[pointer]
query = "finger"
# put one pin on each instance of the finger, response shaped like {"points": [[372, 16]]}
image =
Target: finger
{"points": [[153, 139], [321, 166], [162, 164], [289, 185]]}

**Given exercise:** Copy every line of the records above verbatim, without altering any character.

**Solution for this task:**
[pointer]
query = "finger"
# put one pin on each instance of the finger, response shaped like {"points": [[372, 16]]}
image =
Target: finger
{"points": [[153, 139], [321, 166], [162, 164], [289, 185]]}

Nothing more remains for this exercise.